> REQUIRED ACTION:
Transcribed word for word, the lines below from the one with "Task: identify the small" through the last line of the records form the answer; no picture is to be included.

> INPUT DATA:
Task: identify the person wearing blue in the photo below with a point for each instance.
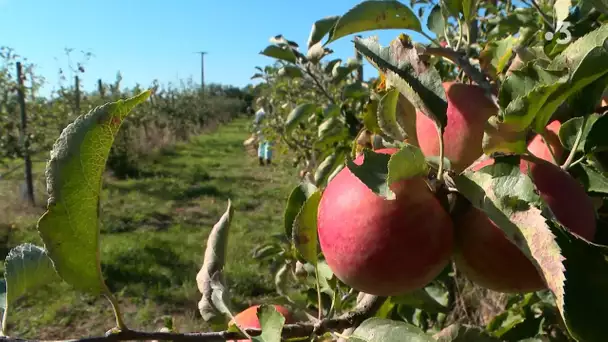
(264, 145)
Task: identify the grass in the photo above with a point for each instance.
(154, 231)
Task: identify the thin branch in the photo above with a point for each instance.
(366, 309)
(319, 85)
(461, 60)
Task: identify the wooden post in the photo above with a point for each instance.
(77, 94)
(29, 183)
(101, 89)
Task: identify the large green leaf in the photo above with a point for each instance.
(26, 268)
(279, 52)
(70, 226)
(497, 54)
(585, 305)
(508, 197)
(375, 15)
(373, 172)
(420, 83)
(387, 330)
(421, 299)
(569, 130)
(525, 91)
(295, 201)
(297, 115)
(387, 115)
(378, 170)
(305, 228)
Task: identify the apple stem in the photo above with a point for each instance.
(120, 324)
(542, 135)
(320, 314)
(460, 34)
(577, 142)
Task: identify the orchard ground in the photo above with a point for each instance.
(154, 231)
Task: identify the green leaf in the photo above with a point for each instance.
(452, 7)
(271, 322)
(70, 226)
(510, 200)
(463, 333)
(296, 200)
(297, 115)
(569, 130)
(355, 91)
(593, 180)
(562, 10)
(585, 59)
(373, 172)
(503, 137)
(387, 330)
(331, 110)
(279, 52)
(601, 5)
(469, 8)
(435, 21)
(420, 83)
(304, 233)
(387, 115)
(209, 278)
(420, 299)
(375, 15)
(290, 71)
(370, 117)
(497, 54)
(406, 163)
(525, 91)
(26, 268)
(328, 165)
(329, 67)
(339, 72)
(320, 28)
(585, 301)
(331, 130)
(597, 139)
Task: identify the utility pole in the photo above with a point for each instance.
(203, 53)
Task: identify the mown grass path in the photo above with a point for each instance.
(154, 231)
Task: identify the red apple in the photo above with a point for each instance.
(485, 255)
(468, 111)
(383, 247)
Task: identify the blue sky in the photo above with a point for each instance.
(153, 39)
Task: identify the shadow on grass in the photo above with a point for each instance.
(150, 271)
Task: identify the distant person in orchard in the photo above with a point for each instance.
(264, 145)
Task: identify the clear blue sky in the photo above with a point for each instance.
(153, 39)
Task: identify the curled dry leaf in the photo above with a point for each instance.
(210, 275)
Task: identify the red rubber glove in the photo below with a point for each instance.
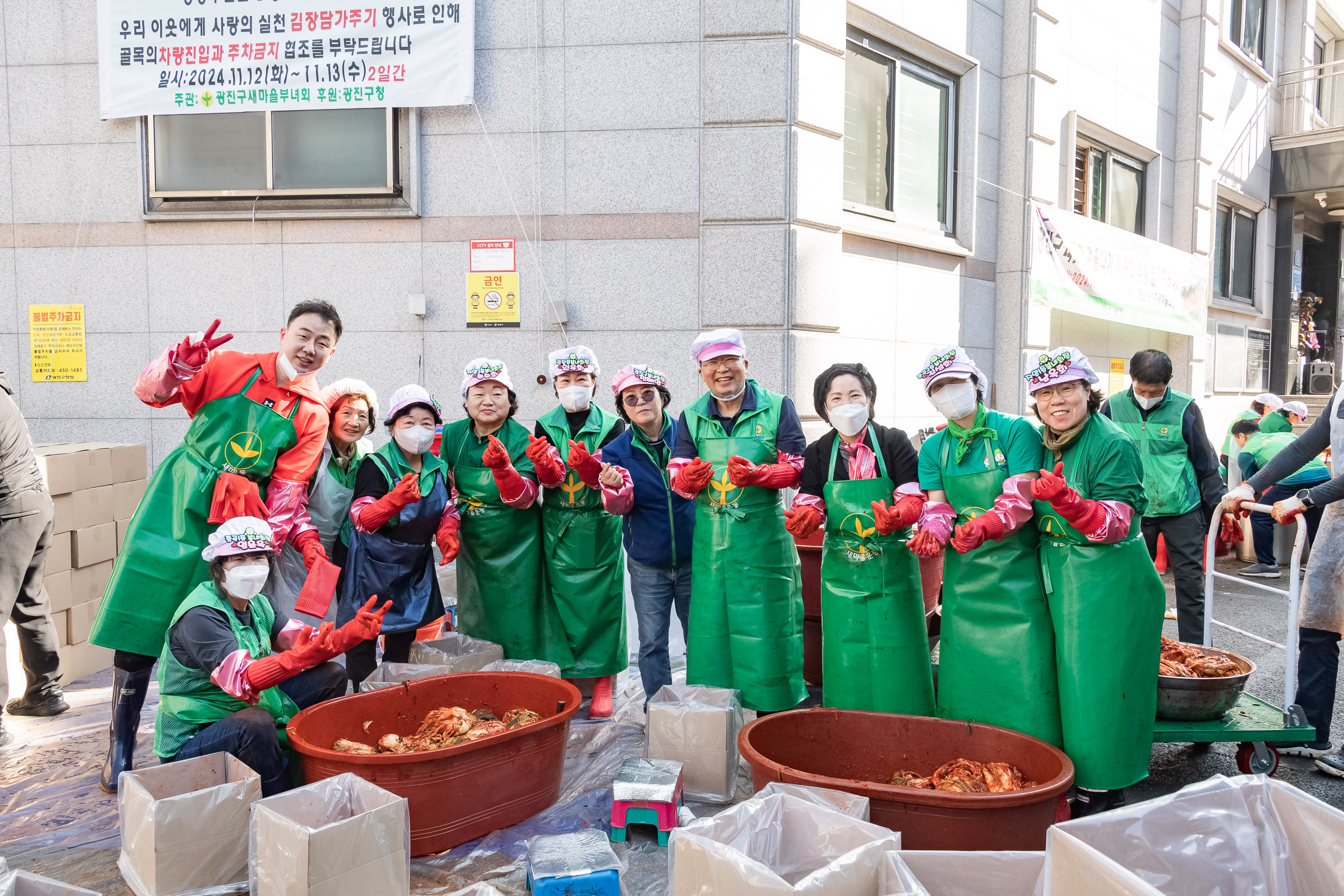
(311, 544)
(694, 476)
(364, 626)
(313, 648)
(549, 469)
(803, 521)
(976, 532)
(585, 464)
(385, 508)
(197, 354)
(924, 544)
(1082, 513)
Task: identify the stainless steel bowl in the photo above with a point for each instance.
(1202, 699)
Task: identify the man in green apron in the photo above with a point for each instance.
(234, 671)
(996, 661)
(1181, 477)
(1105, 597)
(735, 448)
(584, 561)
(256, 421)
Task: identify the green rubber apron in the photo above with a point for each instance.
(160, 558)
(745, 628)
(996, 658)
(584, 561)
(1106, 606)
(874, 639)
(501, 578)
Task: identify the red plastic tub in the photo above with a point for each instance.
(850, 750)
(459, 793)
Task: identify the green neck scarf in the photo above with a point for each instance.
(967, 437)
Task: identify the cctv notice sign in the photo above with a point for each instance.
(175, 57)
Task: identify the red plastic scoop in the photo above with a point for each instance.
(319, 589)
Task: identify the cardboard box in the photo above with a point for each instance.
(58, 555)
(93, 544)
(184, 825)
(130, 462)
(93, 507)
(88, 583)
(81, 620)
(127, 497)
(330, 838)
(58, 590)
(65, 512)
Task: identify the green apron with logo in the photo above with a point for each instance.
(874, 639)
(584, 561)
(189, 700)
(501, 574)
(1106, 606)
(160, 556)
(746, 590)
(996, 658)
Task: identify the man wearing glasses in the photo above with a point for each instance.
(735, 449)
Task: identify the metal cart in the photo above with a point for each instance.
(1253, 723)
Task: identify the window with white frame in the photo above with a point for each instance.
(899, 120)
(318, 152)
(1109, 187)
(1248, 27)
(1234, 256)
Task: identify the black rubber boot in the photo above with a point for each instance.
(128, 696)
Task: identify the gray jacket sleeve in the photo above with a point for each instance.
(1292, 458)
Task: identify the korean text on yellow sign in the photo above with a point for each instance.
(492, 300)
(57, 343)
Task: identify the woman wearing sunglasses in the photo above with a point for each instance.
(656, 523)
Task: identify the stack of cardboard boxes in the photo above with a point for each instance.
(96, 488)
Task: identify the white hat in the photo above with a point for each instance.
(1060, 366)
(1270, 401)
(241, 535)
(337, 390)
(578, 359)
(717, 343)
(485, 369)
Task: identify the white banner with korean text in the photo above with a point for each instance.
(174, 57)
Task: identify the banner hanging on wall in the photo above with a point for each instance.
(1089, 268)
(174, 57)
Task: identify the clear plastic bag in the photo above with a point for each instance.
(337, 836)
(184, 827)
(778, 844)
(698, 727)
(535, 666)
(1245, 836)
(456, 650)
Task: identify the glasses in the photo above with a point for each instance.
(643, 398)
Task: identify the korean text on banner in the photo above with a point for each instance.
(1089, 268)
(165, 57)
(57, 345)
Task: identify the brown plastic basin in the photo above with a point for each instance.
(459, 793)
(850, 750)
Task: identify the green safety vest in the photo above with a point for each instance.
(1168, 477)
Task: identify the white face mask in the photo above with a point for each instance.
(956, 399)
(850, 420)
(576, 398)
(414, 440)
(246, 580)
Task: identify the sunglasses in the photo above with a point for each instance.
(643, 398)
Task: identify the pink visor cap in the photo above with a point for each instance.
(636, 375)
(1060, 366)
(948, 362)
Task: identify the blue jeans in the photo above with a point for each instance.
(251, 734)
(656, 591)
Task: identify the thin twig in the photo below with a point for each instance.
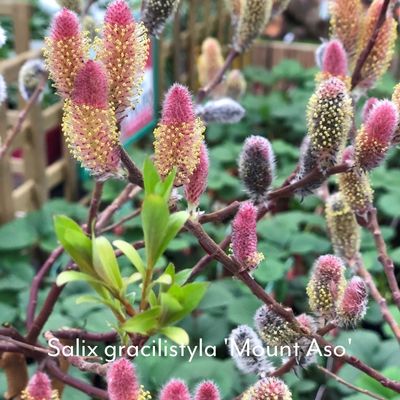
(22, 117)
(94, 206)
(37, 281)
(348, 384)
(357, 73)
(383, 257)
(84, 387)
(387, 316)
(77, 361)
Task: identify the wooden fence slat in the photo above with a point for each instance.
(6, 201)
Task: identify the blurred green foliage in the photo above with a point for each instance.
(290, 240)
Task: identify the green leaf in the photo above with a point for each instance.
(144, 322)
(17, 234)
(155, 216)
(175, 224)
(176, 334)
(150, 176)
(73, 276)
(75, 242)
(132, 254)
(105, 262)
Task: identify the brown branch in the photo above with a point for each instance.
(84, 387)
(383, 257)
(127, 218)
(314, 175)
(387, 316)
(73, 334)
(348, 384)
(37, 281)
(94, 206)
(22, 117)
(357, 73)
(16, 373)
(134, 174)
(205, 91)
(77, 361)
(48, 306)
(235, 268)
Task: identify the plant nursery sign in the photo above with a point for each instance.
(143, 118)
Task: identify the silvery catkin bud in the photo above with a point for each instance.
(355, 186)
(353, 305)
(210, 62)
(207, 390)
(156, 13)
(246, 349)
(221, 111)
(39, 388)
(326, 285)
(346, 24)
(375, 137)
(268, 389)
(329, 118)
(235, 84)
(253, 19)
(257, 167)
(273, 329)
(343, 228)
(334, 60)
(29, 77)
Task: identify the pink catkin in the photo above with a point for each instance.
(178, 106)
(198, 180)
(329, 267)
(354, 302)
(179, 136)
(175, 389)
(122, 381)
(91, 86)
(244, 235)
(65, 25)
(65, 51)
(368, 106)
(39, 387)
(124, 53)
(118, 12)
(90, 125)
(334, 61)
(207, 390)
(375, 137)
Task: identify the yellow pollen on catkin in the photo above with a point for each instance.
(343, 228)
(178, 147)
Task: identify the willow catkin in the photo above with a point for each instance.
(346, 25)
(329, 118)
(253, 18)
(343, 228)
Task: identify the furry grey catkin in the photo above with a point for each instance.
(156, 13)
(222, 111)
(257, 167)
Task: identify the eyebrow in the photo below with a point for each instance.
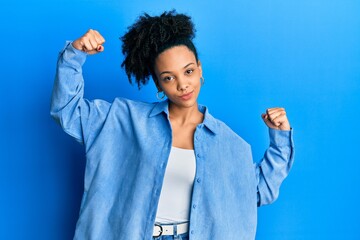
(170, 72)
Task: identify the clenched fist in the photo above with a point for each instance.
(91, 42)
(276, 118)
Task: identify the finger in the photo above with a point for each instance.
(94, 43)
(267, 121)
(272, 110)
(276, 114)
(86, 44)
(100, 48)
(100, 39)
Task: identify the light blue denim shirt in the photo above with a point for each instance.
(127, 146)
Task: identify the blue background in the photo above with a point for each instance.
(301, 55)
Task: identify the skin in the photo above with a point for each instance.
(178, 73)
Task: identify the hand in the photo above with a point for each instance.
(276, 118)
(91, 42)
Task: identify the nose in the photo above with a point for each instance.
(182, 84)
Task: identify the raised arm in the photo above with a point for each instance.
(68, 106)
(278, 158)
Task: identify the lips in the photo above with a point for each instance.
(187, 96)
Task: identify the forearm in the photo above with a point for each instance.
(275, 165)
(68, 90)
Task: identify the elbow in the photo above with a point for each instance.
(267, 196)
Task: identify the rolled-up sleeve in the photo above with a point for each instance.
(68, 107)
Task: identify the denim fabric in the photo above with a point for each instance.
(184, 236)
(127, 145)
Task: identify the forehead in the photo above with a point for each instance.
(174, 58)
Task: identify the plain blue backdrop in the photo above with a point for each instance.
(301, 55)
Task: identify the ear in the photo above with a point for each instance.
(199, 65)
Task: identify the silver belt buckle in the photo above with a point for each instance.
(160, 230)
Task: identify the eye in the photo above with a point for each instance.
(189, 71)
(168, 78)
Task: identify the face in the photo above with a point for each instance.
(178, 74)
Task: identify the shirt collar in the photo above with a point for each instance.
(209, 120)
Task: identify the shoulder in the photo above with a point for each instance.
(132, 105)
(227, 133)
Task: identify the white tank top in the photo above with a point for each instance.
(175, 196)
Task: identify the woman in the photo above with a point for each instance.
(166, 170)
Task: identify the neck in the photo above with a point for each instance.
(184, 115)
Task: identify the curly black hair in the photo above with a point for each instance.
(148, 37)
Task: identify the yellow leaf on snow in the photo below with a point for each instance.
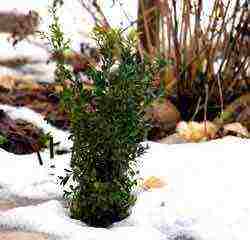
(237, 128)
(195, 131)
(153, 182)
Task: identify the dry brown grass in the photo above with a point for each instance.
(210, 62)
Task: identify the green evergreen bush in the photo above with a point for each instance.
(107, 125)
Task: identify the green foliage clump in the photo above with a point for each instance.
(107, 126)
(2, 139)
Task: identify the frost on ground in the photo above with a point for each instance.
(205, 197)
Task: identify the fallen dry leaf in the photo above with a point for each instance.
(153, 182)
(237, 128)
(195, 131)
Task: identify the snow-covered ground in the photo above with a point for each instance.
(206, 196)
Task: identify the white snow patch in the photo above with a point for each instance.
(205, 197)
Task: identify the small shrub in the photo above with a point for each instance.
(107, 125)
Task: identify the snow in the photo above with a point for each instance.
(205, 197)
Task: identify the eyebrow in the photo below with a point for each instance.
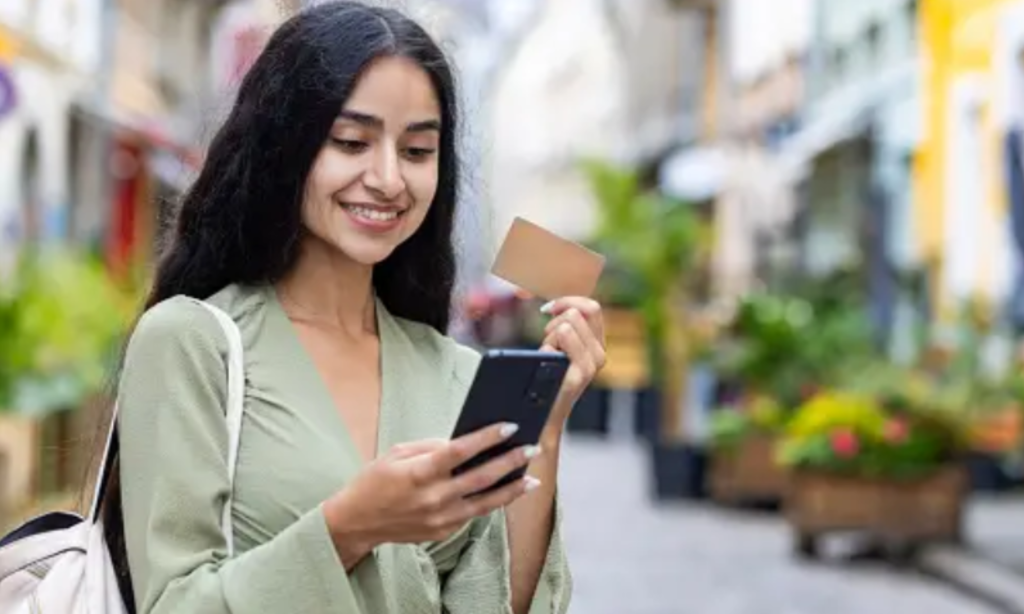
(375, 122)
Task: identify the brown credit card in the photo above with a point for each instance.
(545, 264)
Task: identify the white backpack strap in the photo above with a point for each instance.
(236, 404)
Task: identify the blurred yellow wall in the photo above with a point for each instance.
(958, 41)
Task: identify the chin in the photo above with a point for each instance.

> YOUR SOLUTION:
Task: identify the small shrub in the photo above with a point for each instance.
(107, 125)
Task: identify the snow in the photo above with a point for each instance.
(205, 197)
Task: identify the eyebrow in the photo below with a point for each instance.
(375, 122)
Task: identify the brown credit card in the photo above with a point for each instance.
(545, 264)
Task: identify the white backpack strap in the photo above with a point for each instance.
(236, 404)
Task: identify the blurred yellow wall in the photo above with a point for each instance.
(958, 41)
Task: identify the chin in the photo above with a point for each instance.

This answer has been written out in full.